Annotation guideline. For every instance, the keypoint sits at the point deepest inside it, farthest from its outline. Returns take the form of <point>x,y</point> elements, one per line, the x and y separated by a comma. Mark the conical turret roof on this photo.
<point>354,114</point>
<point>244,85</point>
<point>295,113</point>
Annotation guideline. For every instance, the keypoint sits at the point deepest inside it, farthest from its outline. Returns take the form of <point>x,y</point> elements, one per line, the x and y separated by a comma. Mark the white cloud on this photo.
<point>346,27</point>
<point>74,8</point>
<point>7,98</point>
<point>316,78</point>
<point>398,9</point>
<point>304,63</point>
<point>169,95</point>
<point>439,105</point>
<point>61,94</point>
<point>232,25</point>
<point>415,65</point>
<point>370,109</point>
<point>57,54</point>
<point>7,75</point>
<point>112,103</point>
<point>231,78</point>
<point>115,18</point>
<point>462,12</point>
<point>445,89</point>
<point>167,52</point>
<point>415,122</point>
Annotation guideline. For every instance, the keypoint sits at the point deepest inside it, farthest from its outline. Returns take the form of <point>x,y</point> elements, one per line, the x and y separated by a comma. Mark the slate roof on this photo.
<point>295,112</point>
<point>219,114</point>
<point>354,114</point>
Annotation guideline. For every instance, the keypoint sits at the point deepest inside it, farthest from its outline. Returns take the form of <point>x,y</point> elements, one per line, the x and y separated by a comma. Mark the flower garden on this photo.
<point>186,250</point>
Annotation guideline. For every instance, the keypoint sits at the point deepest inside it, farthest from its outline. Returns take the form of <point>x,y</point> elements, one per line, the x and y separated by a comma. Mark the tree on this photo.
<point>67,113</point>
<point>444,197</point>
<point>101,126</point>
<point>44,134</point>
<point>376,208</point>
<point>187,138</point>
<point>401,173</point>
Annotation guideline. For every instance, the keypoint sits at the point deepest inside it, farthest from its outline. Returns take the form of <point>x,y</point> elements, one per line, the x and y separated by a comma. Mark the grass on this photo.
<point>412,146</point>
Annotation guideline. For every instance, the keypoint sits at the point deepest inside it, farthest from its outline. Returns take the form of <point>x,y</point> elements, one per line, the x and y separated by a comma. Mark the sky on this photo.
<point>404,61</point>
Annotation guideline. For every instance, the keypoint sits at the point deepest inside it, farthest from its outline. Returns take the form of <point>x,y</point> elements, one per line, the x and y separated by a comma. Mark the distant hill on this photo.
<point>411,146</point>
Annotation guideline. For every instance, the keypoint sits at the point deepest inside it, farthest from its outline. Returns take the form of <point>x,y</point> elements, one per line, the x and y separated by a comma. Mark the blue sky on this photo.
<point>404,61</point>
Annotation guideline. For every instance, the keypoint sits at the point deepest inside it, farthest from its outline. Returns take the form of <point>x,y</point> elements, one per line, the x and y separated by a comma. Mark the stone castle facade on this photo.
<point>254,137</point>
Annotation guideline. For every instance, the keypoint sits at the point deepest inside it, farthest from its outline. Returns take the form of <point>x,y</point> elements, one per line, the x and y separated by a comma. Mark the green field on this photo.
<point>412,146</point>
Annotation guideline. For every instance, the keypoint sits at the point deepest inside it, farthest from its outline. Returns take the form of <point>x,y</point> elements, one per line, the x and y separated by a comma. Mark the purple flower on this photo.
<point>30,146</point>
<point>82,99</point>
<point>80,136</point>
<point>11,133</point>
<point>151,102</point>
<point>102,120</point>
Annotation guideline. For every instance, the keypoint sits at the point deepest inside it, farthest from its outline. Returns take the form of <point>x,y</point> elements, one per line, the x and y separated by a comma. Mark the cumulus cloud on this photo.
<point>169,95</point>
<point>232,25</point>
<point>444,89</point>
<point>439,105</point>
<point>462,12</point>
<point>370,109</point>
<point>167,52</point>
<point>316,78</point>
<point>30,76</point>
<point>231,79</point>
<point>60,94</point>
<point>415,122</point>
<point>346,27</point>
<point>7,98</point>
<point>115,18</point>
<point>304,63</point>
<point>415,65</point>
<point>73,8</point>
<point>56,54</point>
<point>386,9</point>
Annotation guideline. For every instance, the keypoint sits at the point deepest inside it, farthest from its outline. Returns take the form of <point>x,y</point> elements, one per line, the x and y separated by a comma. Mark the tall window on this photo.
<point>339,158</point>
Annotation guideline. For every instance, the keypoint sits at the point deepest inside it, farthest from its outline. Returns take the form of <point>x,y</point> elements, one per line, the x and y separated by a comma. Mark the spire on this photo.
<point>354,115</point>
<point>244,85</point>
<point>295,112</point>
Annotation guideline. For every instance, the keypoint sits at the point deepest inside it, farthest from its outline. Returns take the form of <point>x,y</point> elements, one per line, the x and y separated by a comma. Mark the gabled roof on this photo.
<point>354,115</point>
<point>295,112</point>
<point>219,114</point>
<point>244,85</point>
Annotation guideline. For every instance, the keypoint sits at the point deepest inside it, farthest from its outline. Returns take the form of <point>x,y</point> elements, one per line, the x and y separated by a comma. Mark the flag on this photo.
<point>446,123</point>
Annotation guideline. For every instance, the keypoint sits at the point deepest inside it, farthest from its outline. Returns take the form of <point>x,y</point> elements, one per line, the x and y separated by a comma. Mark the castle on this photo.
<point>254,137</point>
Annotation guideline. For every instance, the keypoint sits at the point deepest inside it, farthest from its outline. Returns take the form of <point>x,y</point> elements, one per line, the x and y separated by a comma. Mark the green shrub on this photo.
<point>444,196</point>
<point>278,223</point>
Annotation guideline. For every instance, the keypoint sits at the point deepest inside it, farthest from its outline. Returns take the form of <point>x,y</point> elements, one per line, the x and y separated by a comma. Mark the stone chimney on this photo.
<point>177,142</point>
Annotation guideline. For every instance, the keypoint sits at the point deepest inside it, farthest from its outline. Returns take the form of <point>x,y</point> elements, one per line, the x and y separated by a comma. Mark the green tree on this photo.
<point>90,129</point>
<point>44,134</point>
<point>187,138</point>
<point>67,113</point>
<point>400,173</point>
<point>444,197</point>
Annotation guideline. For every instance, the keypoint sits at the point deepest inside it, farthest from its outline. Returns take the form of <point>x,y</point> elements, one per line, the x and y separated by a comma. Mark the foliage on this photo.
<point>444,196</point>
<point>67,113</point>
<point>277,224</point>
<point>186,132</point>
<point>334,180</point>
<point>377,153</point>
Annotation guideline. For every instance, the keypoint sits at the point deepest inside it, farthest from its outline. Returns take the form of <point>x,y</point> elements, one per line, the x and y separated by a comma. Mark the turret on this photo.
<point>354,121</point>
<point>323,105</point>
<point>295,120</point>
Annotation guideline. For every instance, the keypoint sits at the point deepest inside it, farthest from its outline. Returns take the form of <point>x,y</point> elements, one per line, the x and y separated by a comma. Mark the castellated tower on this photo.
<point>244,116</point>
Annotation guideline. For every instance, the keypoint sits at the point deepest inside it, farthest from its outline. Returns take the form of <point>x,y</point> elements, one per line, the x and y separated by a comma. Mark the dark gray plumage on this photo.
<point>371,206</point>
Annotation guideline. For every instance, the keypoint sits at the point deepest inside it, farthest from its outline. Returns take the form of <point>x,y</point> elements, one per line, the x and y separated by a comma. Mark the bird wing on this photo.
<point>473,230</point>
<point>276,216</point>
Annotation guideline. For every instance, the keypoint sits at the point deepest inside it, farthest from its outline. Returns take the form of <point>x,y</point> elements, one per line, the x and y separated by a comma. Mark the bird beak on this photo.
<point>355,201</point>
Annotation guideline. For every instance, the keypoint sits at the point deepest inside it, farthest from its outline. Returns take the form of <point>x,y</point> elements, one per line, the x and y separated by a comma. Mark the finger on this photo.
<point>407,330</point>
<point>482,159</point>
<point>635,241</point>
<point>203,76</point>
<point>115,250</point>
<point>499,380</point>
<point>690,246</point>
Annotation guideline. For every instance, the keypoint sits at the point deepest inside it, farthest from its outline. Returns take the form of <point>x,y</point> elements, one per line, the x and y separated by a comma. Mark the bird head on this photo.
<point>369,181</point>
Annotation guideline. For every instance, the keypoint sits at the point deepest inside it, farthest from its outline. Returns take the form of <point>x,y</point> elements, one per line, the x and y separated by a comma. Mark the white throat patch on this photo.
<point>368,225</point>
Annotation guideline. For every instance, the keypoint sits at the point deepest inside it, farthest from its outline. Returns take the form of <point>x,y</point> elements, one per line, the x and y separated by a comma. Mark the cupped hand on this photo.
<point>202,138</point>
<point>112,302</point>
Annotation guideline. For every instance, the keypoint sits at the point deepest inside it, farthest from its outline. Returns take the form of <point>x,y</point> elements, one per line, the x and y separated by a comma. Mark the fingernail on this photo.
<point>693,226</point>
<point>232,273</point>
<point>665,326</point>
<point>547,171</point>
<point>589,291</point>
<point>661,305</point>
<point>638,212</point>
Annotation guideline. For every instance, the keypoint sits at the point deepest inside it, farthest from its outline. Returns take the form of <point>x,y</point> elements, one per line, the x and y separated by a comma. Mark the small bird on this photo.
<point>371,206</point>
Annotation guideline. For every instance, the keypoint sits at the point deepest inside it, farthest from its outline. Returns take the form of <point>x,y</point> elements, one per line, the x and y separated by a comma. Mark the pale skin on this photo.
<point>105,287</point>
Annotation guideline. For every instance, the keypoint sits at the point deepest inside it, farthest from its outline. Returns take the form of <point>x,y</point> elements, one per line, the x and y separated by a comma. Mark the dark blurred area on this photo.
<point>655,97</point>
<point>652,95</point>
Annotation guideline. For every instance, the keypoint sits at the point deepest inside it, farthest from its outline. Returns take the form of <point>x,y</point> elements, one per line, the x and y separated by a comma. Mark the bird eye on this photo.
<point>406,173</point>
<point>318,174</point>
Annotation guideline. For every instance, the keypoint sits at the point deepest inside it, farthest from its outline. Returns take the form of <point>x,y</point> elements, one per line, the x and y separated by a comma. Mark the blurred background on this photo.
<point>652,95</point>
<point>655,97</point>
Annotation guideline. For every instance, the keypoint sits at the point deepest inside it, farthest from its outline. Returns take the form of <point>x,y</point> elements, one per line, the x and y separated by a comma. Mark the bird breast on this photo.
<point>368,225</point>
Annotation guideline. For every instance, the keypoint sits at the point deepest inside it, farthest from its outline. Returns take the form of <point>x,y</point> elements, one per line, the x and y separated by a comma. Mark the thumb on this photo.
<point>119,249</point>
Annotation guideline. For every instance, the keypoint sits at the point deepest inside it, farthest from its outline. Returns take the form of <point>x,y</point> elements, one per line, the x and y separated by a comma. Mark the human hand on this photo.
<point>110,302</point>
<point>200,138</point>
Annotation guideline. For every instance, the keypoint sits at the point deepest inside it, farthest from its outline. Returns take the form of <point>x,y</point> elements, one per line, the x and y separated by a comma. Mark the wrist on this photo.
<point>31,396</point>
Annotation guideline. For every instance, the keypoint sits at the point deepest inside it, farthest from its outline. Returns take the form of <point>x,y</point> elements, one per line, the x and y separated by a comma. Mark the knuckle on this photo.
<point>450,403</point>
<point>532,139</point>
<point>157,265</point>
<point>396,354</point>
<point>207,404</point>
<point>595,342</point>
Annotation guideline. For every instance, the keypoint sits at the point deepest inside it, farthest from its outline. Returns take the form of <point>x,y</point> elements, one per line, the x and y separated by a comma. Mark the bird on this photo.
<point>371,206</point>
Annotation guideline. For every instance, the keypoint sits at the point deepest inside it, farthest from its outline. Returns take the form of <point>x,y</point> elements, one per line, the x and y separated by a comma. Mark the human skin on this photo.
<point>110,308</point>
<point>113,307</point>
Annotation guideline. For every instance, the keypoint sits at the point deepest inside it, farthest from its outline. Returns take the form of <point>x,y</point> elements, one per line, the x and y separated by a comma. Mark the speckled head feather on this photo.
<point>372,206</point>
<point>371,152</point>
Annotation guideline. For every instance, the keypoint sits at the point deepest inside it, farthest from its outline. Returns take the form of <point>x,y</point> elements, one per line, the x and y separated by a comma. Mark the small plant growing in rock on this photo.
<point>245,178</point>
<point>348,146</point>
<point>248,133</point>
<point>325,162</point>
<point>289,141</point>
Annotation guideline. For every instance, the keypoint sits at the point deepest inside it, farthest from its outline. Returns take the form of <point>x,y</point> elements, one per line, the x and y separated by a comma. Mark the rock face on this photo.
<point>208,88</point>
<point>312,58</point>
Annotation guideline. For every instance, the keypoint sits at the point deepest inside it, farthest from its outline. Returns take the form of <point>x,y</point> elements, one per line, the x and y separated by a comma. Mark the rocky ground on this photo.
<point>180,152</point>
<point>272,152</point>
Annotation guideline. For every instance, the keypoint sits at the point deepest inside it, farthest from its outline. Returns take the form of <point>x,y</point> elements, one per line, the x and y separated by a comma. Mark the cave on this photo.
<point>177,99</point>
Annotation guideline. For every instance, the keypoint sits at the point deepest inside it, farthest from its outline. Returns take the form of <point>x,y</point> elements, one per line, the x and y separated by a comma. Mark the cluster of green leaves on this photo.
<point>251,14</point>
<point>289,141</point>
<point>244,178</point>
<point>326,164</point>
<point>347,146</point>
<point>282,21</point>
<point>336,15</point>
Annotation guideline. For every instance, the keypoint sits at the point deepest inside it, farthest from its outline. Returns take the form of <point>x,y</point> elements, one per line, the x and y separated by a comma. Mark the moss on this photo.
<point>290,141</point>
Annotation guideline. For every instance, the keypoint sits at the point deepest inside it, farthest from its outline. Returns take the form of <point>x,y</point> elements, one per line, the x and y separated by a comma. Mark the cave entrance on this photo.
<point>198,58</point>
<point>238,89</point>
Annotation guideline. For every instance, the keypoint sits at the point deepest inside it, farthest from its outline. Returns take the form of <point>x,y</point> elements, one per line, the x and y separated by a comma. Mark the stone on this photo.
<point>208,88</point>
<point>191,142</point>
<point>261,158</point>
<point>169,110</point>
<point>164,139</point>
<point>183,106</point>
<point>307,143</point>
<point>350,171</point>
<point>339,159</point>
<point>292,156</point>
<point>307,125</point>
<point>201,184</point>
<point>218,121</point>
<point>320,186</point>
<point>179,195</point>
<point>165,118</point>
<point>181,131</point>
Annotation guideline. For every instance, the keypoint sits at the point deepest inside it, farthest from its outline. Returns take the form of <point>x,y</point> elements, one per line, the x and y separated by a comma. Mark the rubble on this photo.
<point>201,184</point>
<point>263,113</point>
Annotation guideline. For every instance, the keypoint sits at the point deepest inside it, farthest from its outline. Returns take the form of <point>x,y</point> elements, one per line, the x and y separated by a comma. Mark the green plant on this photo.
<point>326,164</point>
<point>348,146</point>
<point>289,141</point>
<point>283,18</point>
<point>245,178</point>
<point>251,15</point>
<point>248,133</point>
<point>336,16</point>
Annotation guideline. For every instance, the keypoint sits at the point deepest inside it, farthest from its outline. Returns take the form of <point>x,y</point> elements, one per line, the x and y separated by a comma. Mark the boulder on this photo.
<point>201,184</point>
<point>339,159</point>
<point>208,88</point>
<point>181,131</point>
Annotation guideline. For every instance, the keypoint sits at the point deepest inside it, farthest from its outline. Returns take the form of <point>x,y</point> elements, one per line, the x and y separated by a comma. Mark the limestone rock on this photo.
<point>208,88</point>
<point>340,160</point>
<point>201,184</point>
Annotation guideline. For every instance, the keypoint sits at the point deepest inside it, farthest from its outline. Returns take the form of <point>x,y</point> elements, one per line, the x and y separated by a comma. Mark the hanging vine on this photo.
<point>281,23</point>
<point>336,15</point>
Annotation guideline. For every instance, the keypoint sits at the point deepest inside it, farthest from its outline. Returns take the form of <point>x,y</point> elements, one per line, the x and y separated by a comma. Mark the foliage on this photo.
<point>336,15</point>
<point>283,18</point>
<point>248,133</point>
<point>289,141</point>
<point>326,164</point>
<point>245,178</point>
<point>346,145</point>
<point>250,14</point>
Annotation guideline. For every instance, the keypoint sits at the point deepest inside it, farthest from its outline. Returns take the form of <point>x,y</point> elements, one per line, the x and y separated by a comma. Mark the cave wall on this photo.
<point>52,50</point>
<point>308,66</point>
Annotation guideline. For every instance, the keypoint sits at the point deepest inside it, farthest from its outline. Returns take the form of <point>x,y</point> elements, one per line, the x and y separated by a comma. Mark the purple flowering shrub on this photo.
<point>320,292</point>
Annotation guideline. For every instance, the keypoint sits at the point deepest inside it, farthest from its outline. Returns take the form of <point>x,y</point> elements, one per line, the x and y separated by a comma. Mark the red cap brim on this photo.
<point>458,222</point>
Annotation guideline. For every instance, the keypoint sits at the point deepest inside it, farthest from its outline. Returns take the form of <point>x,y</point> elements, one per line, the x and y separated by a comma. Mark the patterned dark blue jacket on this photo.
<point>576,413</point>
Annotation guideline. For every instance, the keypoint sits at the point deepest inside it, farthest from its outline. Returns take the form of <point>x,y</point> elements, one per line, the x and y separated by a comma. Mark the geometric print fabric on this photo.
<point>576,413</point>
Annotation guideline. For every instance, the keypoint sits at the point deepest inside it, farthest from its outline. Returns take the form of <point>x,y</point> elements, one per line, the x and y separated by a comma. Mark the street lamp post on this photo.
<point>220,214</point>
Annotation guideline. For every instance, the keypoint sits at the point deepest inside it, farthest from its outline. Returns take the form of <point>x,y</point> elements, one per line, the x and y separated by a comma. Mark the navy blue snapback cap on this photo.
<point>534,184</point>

Task prompt> Write the lines out verbatim, from the one with "brim on this photo." through the last line of the entries, and stop there.

Worked solution>
Annotation guideline. For every instance, the keypoint sits at the point deepest inside it, farthest from its outline. Returns take the form of <point>x,y</point> elements, one per line, the x and y separated by a comma. Mark the red cap brim on this photo.
<point>458,222</point>
Annotation guideline. For every instance, the keypoint sits at the point deepest inside it, farthest from its outline. Returns take the form of <point>x,y</point> elements, one per line, the x and y separated by a comma. Mark the patterned dark blue jacket on this photo.
<point>576,413</point>
Annotation guideline. For every instance, the keypoint sits at the point deepest inside it, farthest from its outline. Returns take the form of <point>x,y</point> elements, one per line, the x and y separated by a comma. Mark the geometric print fabric on this photo.
<point>576,413</point>
Annotation guideline. For every instance, the keypoint sits at the point deepest inside it, farthest from its outline. Returns take the form of <point>x,y</point> elements, one per line, the x and y separated by a comma. Mark the street lamp post on this photo.
<point>220,214</point>
Annotation guideline. For every instance, the keypoint sits at the point deepest inside it, farthest from its outline. Returns take the form of <point>x,y</point> elements, one per line, the x and y separated by a comma. Mark the navy blue snapback cap on this photo.
<point>534,184</point>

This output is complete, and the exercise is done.